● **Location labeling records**
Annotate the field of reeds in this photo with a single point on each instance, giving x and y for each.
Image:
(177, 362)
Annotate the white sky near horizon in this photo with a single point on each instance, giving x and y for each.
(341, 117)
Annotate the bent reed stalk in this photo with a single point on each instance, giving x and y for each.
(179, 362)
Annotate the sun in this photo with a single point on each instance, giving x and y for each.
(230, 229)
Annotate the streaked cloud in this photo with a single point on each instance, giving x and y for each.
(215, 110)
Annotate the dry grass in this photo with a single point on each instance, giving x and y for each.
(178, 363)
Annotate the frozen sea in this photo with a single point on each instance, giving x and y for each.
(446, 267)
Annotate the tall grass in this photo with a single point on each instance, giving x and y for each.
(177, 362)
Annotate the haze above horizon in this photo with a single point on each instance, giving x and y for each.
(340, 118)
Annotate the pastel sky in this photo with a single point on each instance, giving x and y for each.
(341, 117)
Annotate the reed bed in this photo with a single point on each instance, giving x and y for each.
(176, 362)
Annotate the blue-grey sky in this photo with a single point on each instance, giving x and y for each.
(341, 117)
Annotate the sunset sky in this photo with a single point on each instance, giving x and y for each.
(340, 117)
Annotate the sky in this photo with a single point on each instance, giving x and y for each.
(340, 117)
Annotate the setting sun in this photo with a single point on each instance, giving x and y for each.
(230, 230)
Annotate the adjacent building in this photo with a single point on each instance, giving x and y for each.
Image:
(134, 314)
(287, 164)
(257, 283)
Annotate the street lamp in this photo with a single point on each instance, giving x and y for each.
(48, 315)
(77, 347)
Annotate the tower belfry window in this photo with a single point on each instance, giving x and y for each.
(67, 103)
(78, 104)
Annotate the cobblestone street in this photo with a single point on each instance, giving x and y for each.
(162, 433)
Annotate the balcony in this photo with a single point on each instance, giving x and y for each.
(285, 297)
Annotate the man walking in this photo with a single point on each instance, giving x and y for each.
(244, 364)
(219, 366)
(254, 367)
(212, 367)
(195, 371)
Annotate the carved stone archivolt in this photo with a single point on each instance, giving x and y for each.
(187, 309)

● **Request**
Convert the material above into a JSON list of strings, one string per line, skipping any blank lines.

● **Answer to this exercise**
[
  "Annotate the field of reeds in this photo with a single point on each instance, giving x and y for each.",
  "Image:",
  "(177, 362)",
  "Annotate the white sky near horizon in this photo with a single point on each instance, giving x and y for each.",
  "(341, 117)",
  "Annotate the bent reed stalk in this photo with a single point on each instance, giving x and y for each.",
  "(179, 362)",
  "Annotate the sun in this photo with a single point on each instance, giving x and y for each.",
  "(230, 229)",
  "Annotate the streaked cloud in this photo with a single point on each instance, giving x and y for each.",
  "(215, 110)",
  "Annotate the dry grass in this photo with a single point on each instance, giving x and y for each.",
  "(178, 363)",
  "Annotate the frozen sea in this photo with a single point on each instance, giving x and y for each.",
  "(446, 267)",
  "Annotate the tall grass in this photo with a single point on each instance, giving x and y for each.",
  "(177, 362)",
  "Annotate the haze above horizon in this photo with a single point on each instance, giving x and y for each.",
  "(340, 118)",
  "Annotate the pastel sky in this photo with a single point on each instance, giving x and y for each.",
  "(341, 117)",
  "Annotate the reed bed in this photo with a single point on each instance, giving x and y for each.",
  "(176, 362)",
  "Annotate the blue-grey sky in this photo with a single point on each instance, giving x and y for each.",
  "(341, 117)",
  "Annotate the sunset sky in this photo with a single point on each instance, giving x and y for each.",
  "(340, 117)",
  "Annotate the sky in this photo with a single point on each instance, giving x and y for each.",
  "(340, 117)",
  "Annotate the setting sun in this photo with a single point on each instance, giving x and y for each.",
  "(230, 230)",
  "Annotate the adjacent building in this photo with a single point on each instance, giving x and y for each.",
  "Image:",
  "(134, 314)",
  "(287, 164)",
  "(257, 283)",
  "Annotate the street lamp in this photo with a single point on each instance, giving x and y for each.",
  "(48, 315)",
  "(77, 347)",
  "Annotate the tower belfry window in this photo with a single point on each instance, giving x and y for each.",
  "(67, 103)",
  "(78, 104)",
  "Annotate the cobblestone street in this photo with a single point on each instance, giving x and y for each.",
  "(162, 433)",
  "Annotate the balcony in this photo with a single point on each instance, giving x and y for each.",
  "(285, 297)",
  "Annotate the man walking in this photo with a single point on each instance, giving x and y for each.",
  "(244, 364)",
  "(219, 366)",
  "(254, 367)",
  "(212, 367)",
  "(195, 371)",
  "Annotate the carved stone archivolt in this photo with a single point on each instance, giving x and y for each.",
  "(187, 309)"
]